Instructions ->
• A. According to the article about the Jakarta governor's blasphemy case, on what date was Ahok formally charged with blasphemy?
• B. Update the passage of the article about the Jakarta governor's blasphemy case from "Basuki Tjahaja Purnama, popularly" to "truth to power.", changing "popular figure" to "well-known figure".

Extracted text ->
--- START ---

The outgoing governor of Jakarta has been found guilty of blasphemy and handed a two-year prison term. It’s a signal of declining tolerance and rising militant Islamism in the world’s most populous predominantly Muslim country.
Basuki Tjahaja Purnama, popularly known by his Chinese nickname Ahok, had been a popular figure: the Christian governor of the predominantly Muslim Indonesian capital, known for his anti-corruption work and speaking truth to power.
But this changed quickly in 2016 after a “blasphemy” accusation, followed by a vitriolic campaign against him which overlapped with the 2017 election process and is thought to have toxified Ahok’s candidacy for many Muslim voters.
During a campaign trail speech on 27 September 2016, Ahok mentioned that his political opponents were using a Qur’anic verse against him, in order to discourage Muslims from voting for him, a Christian. (Surah 5:51 advises: “Do not take the Jews and the Christians as allies; some of them are allies of one another. Whoever of you allies himself with them is one of them. God does not guide the wrongdoing people.”) Though thousands of people saw the original speech, and the comment drew laughs at the time, it was interpreted by some hardline Islamic groups as an attack on the verse itself, and a doctored YouTube video supporting this version of events went viral. Several hardline Islamist groups filed a case against him, and on 13 November 2016, Ahok was formally charged with blasphemy.

--- END ---

Data for grounding referring expressions:

--- START ---

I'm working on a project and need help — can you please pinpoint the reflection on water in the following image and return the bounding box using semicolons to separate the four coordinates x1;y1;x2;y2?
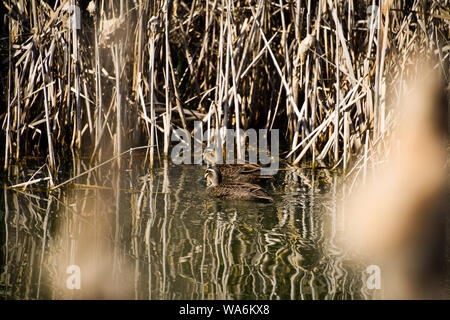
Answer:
0;160;373;299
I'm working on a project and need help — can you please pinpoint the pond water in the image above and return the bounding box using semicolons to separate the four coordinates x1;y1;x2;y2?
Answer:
0;159;371;299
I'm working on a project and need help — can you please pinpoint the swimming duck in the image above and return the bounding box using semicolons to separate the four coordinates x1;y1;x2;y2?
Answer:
205;166;273;202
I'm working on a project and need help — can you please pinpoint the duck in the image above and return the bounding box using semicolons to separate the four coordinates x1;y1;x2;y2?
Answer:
204;151;274;183
204;166;273;202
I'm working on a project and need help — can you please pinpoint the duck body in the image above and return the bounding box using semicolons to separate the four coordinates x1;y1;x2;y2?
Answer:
205;166;273;202
216;163;273;182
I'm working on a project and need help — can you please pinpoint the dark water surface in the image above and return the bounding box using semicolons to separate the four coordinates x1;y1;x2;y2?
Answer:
0;160;370;299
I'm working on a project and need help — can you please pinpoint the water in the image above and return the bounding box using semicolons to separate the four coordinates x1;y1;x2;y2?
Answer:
0;159;369;299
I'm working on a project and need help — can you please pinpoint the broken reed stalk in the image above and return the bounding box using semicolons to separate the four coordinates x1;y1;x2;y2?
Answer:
0;0;450;175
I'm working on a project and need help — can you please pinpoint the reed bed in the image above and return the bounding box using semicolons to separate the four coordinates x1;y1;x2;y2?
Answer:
0;0;450;172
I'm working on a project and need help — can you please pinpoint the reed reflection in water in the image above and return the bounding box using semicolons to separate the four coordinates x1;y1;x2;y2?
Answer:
0;159;370;299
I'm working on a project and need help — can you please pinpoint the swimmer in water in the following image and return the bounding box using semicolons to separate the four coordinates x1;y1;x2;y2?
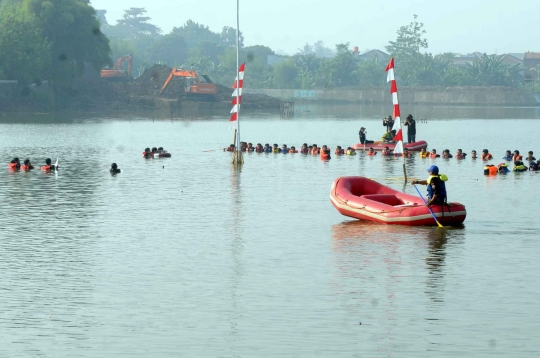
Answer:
109;163;122;174
21;159;34;170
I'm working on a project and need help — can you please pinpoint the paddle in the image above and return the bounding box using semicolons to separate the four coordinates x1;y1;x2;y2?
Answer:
413;184;444;227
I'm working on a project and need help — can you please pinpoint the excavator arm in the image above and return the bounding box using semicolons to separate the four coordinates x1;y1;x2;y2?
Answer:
159;69;174;94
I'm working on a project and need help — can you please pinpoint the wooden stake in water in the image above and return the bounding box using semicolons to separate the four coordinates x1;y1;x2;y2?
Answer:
232;0;244;165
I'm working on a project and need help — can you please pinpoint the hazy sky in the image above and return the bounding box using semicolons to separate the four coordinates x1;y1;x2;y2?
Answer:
92;0;540;54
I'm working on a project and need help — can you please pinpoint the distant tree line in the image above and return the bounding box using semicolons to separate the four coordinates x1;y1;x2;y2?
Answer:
0;0;538;89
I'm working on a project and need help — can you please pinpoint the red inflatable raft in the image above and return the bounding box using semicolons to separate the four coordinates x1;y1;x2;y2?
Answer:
352;140;427;152
330;177;467;226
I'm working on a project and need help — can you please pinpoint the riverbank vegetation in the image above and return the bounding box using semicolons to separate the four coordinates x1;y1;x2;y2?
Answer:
0;0;539;93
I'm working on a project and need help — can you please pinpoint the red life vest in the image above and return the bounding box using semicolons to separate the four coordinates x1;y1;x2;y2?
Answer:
480;153;493;160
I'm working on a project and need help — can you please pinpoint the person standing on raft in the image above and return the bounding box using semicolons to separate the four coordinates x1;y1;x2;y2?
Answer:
358;127;373;144
411;165;448;207
403;114;416;143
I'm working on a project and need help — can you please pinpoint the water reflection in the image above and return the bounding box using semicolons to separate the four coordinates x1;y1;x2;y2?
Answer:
228;165;244;354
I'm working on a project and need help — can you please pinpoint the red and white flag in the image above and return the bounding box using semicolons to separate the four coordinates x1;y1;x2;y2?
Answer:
229;63;246;124
386;57;403;154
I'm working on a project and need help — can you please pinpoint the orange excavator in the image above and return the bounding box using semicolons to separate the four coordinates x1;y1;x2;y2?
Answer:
159;68;217;100
100;55;133;81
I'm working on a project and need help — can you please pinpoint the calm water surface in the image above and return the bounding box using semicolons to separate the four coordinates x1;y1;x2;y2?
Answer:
0;106;540;357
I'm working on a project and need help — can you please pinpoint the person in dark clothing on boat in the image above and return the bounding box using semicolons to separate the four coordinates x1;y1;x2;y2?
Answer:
411;165;448;207
358;127;373;144
404;114;416;143
383;116;394;131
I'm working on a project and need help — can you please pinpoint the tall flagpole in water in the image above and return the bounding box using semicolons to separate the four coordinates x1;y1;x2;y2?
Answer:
233;0;244;164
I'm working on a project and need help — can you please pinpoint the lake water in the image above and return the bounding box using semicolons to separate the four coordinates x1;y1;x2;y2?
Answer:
0;105;540;357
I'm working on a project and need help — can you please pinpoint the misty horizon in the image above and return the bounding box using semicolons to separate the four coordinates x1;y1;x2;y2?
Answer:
91;0;540;55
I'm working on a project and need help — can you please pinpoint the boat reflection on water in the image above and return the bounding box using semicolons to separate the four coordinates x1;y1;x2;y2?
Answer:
332;220;465;302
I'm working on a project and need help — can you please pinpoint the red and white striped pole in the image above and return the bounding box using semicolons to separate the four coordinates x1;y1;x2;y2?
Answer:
386;57;407;181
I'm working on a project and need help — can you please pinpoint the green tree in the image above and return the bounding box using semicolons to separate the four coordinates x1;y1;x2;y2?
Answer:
466;53;523;87
294;51;329;89
326;43;358;87
109;7;161;39
0;9;51;84
149;34;188;66
172;20;221;49
357;57;386;87
386;15;429;85
23;0;111;86
274;60;298;88
221;26;244;48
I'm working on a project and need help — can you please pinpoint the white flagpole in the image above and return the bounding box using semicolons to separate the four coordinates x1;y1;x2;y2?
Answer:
235;0;244;163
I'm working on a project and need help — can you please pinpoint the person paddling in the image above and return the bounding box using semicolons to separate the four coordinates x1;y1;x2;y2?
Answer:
21;159;34;170
411;165;448;207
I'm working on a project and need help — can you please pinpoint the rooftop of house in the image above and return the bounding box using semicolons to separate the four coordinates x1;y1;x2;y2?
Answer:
524;52;540;59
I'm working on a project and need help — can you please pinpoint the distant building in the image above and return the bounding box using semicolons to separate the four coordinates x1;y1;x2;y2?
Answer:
353;47;390;63
450;53;476;67
450;52;523;67
523;52;540;81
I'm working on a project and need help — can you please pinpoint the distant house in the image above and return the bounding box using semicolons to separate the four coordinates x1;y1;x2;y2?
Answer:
523;52;540;81
501;53;523;66
450;53;476;67
355;48;390;63
450;52;523;67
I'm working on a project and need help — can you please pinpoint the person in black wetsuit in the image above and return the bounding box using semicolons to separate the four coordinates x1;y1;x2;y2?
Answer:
109;163;122;174
404;114;416;143
383;116;394;131
411;165;448;207
358;127;373;144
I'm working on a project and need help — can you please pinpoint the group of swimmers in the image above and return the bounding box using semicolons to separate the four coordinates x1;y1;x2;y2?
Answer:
223;142;356;160
8;157;121;174
8;157;58;172
420;149;540;174
143;147;171;159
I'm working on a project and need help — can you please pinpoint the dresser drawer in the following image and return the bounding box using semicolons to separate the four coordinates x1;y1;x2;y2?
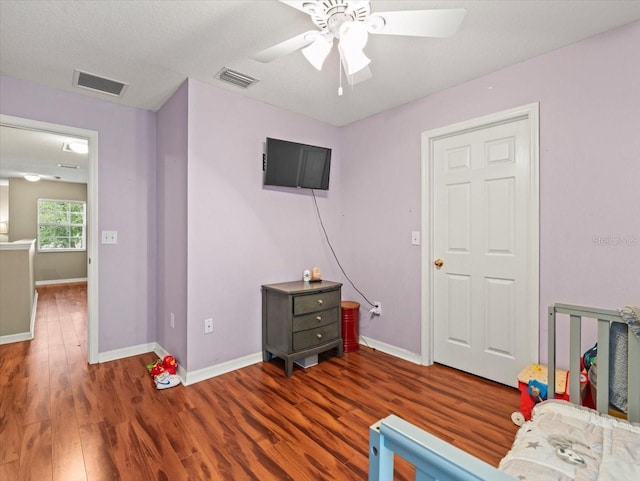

--- END ---

Numbered responses ->
• A. 13 November 2016

• B.
Basuki Tjahaja Purnama, popularly known by his Chinese nickname Ahok, had been a well-known figure: the Christian governor of the predominantly Muslim Indonesian capital, known for his anti-corruption work and speaking truth to power.